#### Fragment
▶

We staan voor verkiezingen, de kans op een lange regeringsvorming is reëel. Dreigt dat onze economie te schaden?

“Het hangt ervan af. Een regering in lopende zaken doet geen nieuwe uitgaven en dat is soms een goede zaak. Zo is de federale regering tijdens de energiecrisis veel te gul geweest, tegen alle adviezen in. Een kwart van de mensen zat inderdaad met duurdere energiekosten, maar de helft van de Belgen kreeg door die tussenkomsten juist een lagere factuur. Maar de regering voelde zich opgejaagd door de paniekberichten in de media en heeft zo de begroting nog meer in het rood geduwd.

“Anderzijds leert de geschiedenis dat het snel kan gaan. We zaten vast in aanslepende onderhandelingen toen Dexia dreigde te kapseizen, de gevolgen zouden dramatisch geweest zijn. Een week later was er plots een regering. Tijdens corona hetzelfde verhaal. Als de nood hoog is, is de regering nabij.”

Laten we even verder uitzoomen. Ook Europa kwam deze week met groeicijfers van het afgelopen kwartaal, die liggen lager dan verhoopt. Voor heel 2024 wordt een economische groei van 0,8 procent verwacht. Dat is fors minder dan voorspellingen voor de Verenigde Staten (2,7 procent) en zelf Rusland (2,6 procent), dat nochtans onderhevig is aan economische sancties. Doet Europa het dan zoveel slechter?

“Europa doet het niet fantastisch, maar we moeten er wel bij zeggen dat we erin geslaagd zijn om een recessie te vermijden, ondanks de corona-, de energie- en de inflatiecrisis. Amerika groeit inderdaad sneller dankzij goedkope energie en innovatie, maar het is ook een gedopeerde economie. De overheid investeert heel fors en stelt zich protectionistisch op: ze subsidiëren prioritaire sectoren op voorwaarde dat die naar Amerika komen. Het land heeft daardoor een zeer hoge staatsschuld, meer dan 120 procent van het bruto binnenlands product. Dat is veel meer dan België, en wij zijn op dat vlak al een van de slechtste landen van Europa. Daarmee stimuleert Amerika wel de eigen economie, maar dat leidt ook tot inflatie.

“De Russische groei is dan weer een bubbel: daar wordt de economie gedreven door de oorlog. De Russische overheid geeft zeer veel geld uit aan de eigen wapenindustrie en zorgt daarmee voor werkgelegenheid en meer mensen die consumeren. Een snelle groei is eigen aan landen met zo’n oorlogseconomie, maar dat blijft niet duren: al dat geld vloeit naar dingen die per definitie kapot gaan, zoals bommen, tanks en kogels. Dat verdwenen geld wordt bovendien ook niet geïnvesteerd in andere, civiele zaken. Ik verwacht dat binnen twee, drie jaar de Russische reserves op zijn, zonder dat er iets in de plaats gekomen is. Het bruto binnenlands product van Rusland is nu al aan het afnemen. Oppervlakkig gezien staat die economie er goed voor, maar het is een oorlogszeepbel.”

◀

#### Gegeven regels
▶

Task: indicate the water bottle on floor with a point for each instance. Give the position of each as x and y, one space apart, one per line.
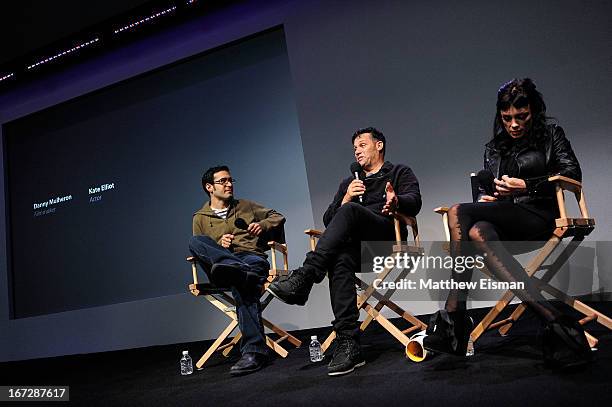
316 354
470 349
186 364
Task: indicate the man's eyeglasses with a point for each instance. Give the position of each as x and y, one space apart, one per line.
224 181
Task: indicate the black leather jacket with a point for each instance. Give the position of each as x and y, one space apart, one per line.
554 156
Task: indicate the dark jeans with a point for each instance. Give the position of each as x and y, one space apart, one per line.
338 255
248 307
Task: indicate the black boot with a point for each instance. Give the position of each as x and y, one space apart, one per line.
564 344
249 363
295 289
448 332
347 356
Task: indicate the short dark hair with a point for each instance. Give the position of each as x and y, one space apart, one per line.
209 175
520 93
376 134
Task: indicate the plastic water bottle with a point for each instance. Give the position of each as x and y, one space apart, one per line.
316 355
186 364
470 348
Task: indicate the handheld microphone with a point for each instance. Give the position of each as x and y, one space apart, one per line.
485 180
355 170
241 224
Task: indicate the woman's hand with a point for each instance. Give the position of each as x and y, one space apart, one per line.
509 186
487 198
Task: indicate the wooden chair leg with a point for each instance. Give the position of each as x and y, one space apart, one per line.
392 329
276 348
226 332
231 345
531 268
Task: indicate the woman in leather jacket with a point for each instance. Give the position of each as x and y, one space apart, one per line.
516 203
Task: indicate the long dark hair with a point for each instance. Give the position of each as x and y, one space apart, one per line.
520 93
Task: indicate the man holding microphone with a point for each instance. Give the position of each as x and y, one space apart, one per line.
361 210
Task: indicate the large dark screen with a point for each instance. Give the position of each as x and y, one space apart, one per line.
101 188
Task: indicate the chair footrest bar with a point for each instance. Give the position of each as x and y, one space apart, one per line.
501 323
227 345
282 338
412 329
588 319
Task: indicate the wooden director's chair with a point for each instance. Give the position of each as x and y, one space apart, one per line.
577 229
367 291
222 299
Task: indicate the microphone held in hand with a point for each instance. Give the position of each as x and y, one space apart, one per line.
241 224
485 181
356 170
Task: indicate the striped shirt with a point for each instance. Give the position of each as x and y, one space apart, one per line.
222 213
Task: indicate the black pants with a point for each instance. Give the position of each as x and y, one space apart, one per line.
248 307
338 255
486 224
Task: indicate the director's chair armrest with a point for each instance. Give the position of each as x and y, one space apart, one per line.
566 183
562 184
441 210
313 232
278 246
313 235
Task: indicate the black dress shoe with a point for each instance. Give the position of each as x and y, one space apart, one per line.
250 362
448 332
347 356
294 290
565 345
227 275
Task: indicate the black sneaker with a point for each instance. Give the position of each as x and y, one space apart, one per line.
347 356
250 362
227 275
565 345
448 332
294 289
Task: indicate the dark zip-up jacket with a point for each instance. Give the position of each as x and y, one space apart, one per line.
554 157
402 179
240 214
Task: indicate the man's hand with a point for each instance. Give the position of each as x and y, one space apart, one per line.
391 204
226 240
487 198
509 186
355 188
254 229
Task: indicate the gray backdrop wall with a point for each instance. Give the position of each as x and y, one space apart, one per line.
426 73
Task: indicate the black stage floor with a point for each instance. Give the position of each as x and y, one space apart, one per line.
504 371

◀

#### Opdracht
Schrijf het stuk van "We staan voor" tot en met "het rood geduwd." woord voor woord over uit het fragment. Ga alleen uit van het fragment.

#### Antwoord
We staan voor verkiezingen, de kans op een lange regeringsvorming is reëel. Dreigt dat onze economie te schaden?

“Het hangt ervan af. Een regering in lopende zaken doet geen nieuwe uitgaven en dat is soms een goede zaak. Zo is de federale regering tijdens de energiecrisis veel te gul geweest, tegen alle adviezen in. Een kwart van de mensen zat inderdaad met duurdere energiekosten, maar de helft van de Belgen kreeg door die tussenkomsten juist een lagere factuur. Maar de regering voelde zich opgejaagd door de paniekberichten in de media en heeft zo de begroting nog meer in het rood geduwd.